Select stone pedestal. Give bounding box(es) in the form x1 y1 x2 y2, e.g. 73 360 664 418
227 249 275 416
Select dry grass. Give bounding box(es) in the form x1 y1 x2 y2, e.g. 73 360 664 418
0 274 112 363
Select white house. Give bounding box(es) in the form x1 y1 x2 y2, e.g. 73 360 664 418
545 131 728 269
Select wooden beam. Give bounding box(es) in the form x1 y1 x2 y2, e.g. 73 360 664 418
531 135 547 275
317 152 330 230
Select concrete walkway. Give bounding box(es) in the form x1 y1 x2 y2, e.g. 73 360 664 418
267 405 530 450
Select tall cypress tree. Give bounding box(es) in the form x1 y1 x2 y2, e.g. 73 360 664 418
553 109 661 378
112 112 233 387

***

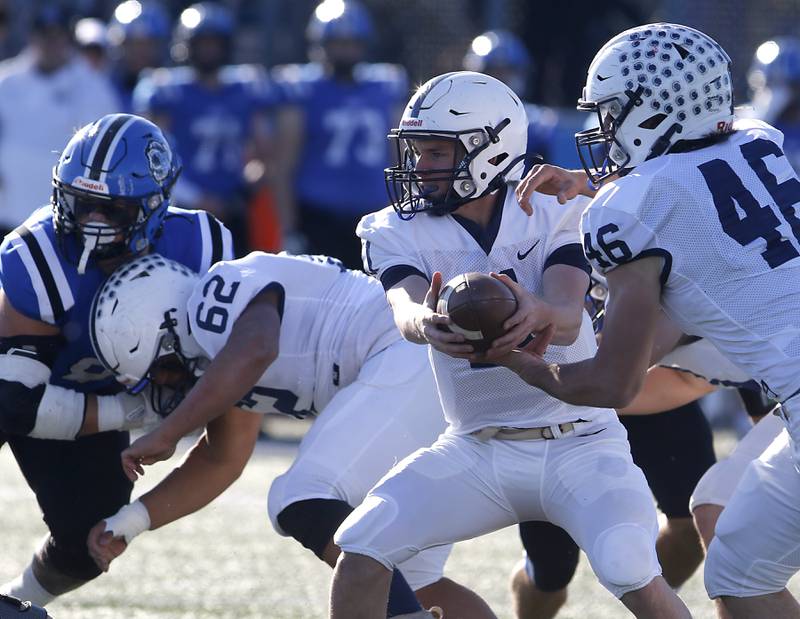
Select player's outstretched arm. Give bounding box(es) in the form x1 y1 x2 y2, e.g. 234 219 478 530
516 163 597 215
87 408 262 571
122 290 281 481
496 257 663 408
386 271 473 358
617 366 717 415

***

Render the material starting at the line containing "Select concrete walkway." and ending at the line containing "267 405 530 450" as a two-column CSV with the columns request and answer. Give one row per request, put each value in its own quoted field, and turn any line breaks into spaces.

* **RESPONSE TO THIS TASK**:
request,answer
"Select concrete walkway. Give bounding box(es) in the form x1 y1 x2 y2, e.g. 73 360 664 418","267 405 530 450"